Stored dataset items:
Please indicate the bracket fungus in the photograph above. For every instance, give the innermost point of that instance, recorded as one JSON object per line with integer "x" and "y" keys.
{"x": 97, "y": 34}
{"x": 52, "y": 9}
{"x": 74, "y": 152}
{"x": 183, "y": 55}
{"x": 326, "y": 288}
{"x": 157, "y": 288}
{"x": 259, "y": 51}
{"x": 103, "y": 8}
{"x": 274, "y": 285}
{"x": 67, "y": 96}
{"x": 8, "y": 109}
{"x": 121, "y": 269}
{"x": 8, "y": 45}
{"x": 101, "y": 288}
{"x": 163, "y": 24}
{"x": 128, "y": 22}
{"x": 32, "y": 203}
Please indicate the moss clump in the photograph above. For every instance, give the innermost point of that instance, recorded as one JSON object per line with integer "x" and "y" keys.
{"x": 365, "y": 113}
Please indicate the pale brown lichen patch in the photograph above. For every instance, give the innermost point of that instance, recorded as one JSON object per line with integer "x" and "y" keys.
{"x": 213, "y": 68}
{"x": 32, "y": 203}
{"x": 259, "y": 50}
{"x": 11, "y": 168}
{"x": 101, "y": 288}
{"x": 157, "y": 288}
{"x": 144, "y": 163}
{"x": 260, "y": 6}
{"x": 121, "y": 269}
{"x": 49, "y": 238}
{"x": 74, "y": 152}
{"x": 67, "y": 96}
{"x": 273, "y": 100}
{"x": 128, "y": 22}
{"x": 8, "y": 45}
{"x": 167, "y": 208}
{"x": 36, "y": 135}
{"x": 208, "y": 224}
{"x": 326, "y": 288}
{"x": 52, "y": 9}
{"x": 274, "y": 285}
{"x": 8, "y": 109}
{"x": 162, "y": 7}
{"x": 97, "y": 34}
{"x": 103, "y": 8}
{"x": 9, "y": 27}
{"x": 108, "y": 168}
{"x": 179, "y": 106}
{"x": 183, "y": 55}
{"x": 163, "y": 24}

--- Directions for this task ---
Print the whole listing again, exactly.

--- Written answer ---
Please indicate the bracket fungus in the photograph above. For every instance, give the innermost point of that instance, recorded as one JSON object per line with integer "x" and "y" keys.
{"x": 97, "y": 34}
{"x": 52, "y": 9}
{"x": 74, "y": 152}
{"x": 183, "y": 55}
{"x": 326, "y": 288}
{"x": 157, "y": 288}
{"x": 259, "y": 51}
{"x": 103, "y": 8}
{"x": 274, "y": 285}
{"x": 67, "y": 96}
{"x": 8, "y": 109}
{"x": 121, "y": 269}
{"x": 8, "y": 45}
{"x": 101, "y": 288}
{"x": 163, "y": 24}
{"x": 128, "y": 22}
{"x": 32, "y": 203}
Please indicate the moss clump in the photograph above. For every instance, give the innermost point of that instance, recorded as one JSON object per line with integer "x" and "y" keys.
{"x": 365, "y": 113}
Please indicate the pale brown lichen patch in the photograph above. For every instance, give the innermost point of that instance, recorded as one JSON object per line with integer "x" and "y" keys.
{"x": 213, "y": 68}
{"x": 32, "y": 203}
{"x": 259, "y": 50}
{"x": 11, "y": 168}
{"x": 101, "y": 288}
{"x": 157, "y": 288}
{"x": 144, "y": 163}
{"x": 260, "y": 6}
{"x": 121, "y": 269}
{"x": 49, "y": 238}
{"x": 74, "y": 152}
{"x": 67, "y": 96}
{"x": 273, "y": 100}
{"x": 128, "y": 22}
{"x": 8, "y": 45}
{"x": 167, "y": 208}
{"x": 36, "y": 135}
{"x": 208, "y": 224}
{"x": 326, "y": 288}
{"x": 52, "y": 9}
{"x": 274, "y": 285}
{"x": 8, "y": 109}
{"x": 162, "y": 7}
{"x": 97, "y": 34}
{"x": 103, "y": 8}
{"x": 9, "y": 27}
{"x": 108, "y": 168}
{"x": 179, "y": 106}
{"x": 183, "y": 55}
{"x": 163, "y": 24}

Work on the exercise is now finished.